◆ Your task ◆
Beginning with the line containing "Check that every instance of the shirt cuff" and ending with the last line, repeat the records exactly.

(Data items)
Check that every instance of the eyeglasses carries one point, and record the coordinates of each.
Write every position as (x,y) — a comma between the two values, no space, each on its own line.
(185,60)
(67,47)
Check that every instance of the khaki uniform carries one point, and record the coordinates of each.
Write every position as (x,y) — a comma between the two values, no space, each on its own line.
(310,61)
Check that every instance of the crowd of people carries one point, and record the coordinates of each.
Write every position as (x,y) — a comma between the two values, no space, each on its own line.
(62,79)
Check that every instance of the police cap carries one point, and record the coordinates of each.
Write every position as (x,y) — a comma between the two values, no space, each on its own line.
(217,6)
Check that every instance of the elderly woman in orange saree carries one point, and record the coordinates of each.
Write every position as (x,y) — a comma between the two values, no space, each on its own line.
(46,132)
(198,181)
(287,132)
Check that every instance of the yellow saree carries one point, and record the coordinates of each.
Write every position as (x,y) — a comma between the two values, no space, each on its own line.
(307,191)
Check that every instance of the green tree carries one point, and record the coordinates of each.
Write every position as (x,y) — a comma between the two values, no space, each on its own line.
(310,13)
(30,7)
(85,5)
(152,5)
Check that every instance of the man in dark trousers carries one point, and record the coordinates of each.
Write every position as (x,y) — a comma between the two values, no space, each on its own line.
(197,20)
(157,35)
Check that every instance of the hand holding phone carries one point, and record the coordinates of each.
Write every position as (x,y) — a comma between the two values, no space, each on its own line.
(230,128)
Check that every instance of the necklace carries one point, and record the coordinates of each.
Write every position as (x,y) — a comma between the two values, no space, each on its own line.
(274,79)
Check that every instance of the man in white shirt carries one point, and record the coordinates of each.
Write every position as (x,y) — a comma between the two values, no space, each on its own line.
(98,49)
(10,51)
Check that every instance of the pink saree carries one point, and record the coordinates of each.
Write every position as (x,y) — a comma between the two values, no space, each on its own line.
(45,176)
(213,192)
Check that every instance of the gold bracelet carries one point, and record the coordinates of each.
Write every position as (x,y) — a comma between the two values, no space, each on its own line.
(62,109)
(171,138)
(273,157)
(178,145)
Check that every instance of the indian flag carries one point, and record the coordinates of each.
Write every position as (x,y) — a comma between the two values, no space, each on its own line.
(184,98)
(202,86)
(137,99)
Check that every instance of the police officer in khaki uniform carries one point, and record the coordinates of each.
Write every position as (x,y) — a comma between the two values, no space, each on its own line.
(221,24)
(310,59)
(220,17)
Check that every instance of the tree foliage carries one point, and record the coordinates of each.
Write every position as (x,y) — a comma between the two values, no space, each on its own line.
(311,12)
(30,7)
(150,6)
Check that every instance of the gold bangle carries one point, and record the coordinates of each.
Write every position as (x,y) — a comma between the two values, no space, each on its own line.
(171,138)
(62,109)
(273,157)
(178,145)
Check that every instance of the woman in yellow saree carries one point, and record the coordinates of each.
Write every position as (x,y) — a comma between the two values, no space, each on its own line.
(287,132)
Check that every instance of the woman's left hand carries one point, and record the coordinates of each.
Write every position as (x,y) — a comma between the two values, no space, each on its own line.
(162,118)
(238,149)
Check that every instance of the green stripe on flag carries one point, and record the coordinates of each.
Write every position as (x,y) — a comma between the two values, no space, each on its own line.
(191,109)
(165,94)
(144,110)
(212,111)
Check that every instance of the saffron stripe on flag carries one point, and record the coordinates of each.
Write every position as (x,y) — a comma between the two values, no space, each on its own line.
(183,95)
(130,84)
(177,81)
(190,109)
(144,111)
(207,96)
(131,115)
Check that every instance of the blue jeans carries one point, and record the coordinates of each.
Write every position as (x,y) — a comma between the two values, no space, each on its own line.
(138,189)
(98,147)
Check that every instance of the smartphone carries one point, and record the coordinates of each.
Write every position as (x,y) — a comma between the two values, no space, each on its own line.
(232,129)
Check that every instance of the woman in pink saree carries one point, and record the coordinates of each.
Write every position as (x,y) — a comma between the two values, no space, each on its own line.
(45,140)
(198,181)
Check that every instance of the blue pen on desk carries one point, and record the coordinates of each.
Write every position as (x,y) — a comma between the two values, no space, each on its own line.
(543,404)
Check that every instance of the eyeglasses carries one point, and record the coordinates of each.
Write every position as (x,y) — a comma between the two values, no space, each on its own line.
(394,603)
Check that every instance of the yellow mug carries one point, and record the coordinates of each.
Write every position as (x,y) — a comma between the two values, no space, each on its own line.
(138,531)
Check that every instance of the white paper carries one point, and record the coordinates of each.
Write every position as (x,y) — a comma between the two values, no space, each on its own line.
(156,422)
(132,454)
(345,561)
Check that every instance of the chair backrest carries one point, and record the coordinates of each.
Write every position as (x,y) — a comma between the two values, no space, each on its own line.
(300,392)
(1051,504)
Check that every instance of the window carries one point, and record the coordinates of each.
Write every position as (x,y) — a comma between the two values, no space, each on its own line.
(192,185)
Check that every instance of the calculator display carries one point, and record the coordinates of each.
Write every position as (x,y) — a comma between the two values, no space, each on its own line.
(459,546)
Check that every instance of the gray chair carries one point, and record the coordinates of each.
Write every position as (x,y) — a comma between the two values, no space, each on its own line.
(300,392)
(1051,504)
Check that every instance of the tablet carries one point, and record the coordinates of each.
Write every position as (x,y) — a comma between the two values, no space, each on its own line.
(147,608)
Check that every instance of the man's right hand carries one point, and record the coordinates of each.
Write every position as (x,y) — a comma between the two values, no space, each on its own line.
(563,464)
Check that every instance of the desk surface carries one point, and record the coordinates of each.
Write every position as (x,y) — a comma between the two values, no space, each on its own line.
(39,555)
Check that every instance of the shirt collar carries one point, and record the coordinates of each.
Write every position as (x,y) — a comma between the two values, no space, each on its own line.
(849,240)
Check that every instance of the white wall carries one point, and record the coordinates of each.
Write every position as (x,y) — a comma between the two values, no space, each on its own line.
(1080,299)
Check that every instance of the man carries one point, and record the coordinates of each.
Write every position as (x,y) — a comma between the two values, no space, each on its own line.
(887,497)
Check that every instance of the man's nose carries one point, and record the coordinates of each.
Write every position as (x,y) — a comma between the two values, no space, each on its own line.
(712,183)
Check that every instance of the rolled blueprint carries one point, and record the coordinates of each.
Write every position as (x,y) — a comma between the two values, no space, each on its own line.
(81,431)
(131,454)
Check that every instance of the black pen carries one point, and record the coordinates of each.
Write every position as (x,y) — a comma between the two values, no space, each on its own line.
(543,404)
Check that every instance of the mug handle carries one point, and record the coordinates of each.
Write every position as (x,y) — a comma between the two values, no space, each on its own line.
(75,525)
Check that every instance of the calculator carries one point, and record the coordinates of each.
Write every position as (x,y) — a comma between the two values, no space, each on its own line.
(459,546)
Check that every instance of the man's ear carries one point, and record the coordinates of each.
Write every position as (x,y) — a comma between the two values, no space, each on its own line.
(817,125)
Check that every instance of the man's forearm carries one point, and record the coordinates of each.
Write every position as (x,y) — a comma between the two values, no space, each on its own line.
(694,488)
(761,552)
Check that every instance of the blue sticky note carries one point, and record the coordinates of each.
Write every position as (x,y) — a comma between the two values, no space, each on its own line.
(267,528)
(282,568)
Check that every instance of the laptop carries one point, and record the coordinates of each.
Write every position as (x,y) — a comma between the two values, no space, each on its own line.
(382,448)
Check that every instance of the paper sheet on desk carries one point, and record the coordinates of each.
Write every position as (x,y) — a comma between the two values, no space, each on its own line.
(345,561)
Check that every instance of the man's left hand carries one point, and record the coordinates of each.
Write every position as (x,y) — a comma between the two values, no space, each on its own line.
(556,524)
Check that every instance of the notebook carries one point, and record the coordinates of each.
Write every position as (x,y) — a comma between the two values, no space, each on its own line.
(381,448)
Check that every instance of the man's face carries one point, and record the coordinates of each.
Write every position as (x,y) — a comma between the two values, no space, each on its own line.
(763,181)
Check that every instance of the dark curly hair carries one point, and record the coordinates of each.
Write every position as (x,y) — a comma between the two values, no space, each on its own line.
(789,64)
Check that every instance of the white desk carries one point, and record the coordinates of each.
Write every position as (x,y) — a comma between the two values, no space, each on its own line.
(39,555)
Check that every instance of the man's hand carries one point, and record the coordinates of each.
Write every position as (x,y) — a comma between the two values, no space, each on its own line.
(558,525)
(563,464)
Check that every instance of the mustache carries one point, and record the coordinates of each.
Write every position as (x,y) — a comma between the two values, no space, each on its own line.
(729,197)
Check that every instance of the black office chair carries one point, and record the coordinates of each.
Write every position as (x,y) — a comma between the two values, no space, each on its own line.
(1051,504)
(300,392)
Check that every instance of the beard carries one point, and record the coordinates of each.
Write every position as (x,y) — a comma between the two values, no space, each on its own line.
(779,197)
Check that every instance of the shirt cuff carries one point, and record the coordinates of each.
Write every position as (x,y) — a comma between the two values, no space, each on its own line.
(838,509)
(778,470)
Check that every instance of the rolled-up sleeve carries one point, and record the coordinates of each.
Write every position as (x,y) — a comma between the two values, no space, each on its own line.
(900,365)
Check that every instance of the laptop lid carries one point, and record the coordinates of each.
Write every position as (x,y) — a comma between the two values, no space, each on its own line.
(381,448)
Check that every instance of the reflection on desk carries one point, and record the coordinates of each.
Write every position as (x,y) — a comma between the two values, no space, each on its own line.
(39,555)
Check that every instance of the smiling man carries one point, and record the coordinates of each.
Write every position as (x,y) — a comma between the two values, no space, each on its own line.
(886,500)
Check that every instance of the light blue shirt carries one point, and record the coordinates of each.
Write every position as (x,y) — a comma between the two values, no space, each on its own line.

◆ The result ◆
Check that every instance of the shirt cuff carries one point, and record the coordinates of each.
Write every position as (x,y) — a comma between the two values, no space, each on its own line.
(838,509)
(778,470)
Check that every instance of the rolled-up sleeve carries one point, and record the coordinates of each.
Write every position as (x,y) — a comma between the two values, no space, each on its own line.
(900,365)
Check that every instance of the laptop lid carries one point, and record the coordinates of each.
Write every position as (x,y) — a comma between the two values, no space, each on its own line.
(381,448)
Check that every instance of the reflection on desk carries one point, and record the coordinates of each.
Write every position as (x,y) — a comma between the two values, no space, each on its own line.
(39,555)
Check that every instance of the smiling man carries one point, and record the coordinates of each.
Write every position as (x,y) — a comma between the two values, no space, each on its own line.
(886,500)
Check that every instance of the light blue shirt carries one point, and record the coordinates of each.
Write every position as (x,y) — a comma between the two values, no space, each on its own line.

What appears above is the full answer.